#### What the task asks
Each line below needs to be restated word for word.
==========
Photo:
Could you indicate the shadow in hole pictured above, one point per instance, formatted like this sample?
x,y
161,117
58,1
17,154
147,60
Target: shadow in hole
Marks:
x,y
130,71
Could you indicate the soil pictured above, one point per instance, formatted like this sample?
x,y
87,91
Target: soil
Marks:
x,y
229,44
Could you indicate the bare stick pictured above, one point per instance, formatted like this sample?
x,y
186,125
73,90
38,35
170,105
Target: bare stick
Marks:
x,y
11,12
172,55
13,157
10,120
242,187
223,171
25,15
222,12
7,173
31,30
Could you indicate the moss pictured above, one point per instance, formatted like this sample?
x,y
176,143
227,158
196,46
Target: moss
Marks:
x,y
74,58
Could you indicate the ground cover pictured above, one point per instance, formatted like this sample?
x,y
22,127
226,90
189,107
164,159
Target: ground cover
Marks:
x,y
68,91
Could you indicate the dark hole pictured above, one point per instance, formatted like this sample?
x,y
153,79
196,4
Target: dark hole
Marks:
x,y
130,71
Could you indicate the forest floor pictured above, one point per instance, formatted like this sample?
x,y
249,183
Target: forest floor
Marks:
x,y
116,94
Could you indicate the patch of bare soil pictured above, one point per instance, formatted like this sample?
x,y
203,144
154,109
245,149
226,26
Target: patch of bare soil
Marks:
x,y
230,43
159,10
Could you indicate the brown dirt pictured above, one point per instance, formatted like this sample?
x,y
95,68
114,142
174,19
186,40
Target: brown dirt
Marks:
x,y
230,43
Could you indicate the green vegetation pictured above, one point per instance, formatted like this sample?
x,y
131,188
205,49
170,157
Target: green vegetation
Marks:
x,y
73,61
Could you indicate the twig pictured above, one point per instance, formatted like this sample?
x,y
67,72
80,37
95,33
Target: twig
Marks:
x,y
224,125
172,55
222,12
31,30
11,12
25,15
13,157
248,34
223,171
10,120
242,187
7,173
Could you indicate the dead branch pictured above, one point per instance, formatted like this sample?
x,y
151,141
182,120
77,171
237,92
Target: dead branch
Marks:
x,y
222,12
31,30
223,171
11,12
==========
#### The answer
Photo:
Could you indicate the shadow in hole pictured above, one point per instance, formatted like this sample?
x,y
161,117
58,1
17,154
147,60
Target: shadow in hole
Marks:
x,y
130,71
Could you indicate the soil pictured above, one point per instance, formatted like this sample?
x,y
87,91
Target: soil
Marks:
x,y
229,44
Could you indicate the bare stick pictured above, one point per instance, formatted like this sample?
x,y
186,125
73,90
38,35
170,105
Target: bare stick
Marks:
x,y
11,12
172,55
13,157
10,120
242,187
223,171
25,15
222,12
7,173
31,30
Could you indicate the moss pictured above, one point per instance, formatted like this sample?
x,y
176,143
227,158
196,46
Target: moss
Marks:
x,y
74,58
Could you indicate the ground cover pictured above, one point per instance, formatted like this sample?
x,y
22,127
226,90
189,107
164,159
Target: ground cover
Marks:
x,y
68,91
Could you indicate the dark hole pictured above, one point per instance, formatted like this sample?
x,y
153,79
196,4
Target: dark hole
Marks:
x,y
130,71
Could you indicate the forest floor pictured above, one point per instance, formatted like this sample?
x,y
249,183
Target: forest floor
Marks:
x,y
116,94
Could you indicate the patch of bare soil pictured above, one point per instance, formatted like this sample?
x,y
203,144
154,109
245,149
226,26
Target: patch of bare soil
Marks:
x,y
230,43
159,10
Could you indicate the brown dirt pictured above, one point per instance, formatted like this sample?
x,y
95,68
114,142
174,19
186,40
Target: brown dirt
Marks:
x,y
230,43
Could you indicate the green vegetation pictured above, one point per instance, formatted like this sample?
x,y
131,188
205,49
170,157
Target: green vegetation
Marks:
x,y
73,61
Could you indicate the twig pictured above, one point per instance, formatted like this sample?
x,y
67,72
80,37
95,33
Target: twig
Marks:
x,y
224,125
172,55
222,12
31,30
11,12
25,15
13,157
248,34
223,171
10,120
242,187
7,173
Could you indicate the dead branch pictured above, one point per instance, formatted like this sample?
x,y
151,141
182,120
77,171
237,92
Target: dead branch
Marks:
x,y
222,12
31,30
223,171
11,12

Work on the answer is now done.